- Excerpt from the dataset
□ □ □ □ □ □ □

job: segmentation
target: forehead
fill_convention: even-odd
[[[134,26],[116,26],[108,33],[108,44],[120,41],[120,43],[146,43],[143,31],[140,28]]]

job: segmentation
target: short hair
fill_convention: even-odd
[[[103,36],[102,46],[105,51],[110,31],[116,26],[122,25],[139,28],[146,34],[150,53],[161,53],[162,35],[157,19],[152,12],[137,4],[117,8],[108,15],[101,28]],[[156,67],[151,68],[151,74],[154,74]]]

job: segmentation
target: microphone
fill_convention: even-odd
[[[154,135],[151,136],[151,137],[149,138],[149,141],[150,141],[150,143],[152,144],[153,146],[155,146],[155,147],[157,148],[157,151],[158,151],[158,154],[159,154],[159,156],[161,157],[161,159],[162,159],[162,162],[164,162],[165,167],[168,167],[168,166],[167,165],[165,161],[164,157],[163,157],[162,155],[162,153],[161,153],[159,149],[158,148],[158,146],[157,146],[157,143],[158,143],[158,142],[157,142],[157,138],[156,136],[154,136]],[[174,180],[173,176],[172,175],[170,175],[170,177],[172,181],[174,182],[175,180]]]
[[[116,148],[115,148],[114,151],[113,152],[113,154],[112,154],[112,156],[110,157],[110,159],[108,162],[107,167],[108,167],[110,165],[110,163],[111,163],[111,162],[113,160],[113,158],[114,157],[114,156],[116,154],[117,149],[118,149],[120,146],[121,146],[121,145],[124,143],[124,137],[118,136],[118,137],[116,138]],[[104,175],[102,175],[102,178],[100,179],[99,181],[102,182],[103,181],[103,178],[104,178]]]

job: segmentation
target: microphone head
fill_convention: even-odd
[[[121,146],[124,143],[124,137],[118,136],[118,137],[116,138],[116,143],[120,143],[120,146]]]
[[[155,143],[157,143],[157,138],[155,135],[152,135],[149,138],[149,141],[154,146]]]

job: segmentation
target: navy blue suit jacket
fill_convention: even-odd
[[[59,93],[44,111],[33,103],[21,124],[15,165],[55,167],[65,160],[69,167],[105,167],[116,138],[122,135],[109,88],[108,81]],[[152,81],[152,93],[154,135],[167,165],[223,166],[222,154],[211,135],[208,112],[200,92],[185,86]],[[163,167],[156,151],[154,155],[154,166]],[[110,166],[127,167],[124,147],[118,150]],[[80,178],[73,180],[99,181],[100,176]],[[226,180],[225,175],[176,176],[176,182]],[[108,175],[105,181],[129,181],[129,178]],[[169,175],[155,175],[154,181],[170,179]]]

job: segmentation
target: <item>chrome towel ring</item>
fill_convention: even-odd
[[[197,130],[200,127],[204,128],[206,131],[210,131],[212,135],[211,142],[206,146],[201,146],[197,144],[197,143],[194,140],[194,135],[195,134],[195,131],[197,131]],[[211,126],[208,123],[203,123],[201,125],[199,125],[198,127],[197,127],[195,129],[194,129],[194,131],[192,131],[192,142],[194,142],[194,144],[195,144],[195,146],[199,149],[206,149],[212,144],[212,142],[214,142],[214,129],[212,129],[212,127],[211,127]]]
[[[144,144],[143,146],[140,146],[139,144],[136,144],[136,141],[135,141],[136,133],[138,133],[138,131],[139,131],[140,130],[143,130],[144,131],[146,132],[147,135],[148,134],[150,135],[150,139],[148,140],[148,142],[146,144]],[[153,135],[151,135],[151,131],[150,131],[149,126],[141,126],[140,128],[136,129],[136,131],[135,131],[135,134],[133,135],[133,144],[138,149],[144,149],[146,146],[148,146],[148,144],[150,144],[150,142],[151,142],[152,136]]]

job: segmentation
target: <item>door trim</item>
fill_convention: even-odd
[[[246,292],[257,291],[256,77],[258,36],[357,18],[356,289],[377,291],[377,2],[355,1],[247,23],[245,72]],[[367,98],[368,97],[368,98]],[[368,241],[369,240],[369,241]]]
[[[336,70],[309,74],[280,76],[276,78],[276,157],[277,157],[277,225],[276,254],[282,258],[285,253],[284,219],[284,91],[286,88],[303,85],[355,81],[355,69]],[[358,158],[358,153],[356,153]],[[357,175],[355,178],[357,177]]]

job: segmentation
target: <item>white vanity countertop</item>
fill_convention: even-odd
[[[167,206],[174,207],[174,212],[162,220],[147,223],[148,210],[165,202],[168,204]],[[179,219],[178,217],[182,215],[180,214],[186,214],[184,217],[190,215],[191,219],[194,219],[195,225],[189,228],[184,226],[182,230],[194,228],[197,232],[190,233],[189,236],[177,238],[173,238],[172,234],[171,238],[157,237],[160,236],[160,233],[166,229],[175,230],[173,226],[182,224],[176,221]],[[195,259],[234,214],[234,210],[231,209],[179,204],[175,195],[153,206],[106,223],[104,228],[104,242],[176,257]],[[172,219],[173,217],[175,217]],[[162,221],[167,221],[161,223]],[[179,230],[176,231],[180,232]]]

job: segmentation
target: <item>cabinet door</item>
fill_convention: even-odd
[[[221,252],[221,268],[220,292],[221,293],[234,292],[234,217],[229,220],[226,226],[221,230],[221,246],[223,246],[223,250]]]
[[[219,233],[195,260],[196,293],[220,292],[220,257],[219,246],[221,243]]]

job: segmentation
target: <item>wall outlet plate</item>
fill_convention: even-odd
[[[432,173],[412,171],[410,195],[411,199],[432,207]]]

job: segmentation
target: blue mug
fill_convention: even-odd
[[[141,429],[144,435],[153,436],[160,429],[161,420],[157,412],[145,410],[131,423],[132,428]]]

□ □ □ □ □ □ □

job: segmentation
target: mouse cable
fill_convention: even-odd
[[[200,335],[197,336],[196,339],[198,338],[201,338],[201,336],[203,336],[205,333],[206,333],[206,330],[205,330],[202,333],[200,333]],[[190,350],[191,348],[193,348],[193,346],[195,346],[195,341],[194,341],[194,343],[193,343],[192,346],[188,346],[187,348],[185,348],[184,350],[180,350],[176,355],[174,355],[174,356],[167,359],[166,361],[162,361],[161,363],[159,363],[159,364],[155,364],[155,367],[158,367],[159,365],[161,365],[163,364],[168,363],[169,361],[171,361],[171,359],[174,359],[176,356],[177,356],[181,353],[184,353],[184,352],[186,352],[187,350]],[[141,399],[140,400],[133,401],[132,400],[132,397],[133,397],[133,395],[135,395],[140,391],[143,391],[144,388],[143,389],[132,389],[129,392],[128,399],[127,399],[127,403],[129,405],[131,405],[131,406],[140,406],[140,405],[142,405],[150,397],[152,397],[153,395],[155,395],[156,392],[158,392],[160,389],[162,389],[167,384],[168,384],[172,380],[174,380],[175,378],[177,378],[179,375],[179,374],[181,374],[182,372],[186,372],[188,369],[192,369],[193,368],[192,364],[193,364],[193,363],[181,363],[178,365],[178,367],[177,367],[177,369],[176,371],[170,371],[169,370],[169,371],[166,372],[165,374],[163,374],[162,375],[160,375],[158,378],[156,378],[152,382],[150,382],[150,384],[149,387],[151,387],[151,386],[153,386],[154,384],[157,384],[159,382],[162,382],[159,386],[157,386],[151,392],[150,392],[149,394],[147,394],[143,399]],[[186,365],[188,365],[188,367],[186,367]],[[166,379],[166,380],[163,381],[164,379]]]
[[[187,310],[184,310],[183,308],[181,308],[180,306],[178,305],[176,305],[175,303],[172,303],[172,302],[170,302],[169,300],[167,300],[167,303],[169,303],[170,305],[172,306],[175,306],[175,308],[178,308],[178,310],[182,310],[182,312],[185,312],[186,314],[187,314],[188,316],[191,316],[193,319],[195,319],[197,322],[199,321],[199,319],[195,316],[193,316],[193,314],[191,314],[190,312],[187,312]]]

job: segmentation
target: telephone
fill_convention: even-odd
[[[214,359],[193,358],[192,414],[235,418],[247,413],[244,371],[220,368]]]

□ □ □ □ □ □ □

Pull out each line of the data above that contains the string "door" and copy those lines unchanged.

- Completed exercise
target: <item>door trim</item>
target: <item>cabinet door</item>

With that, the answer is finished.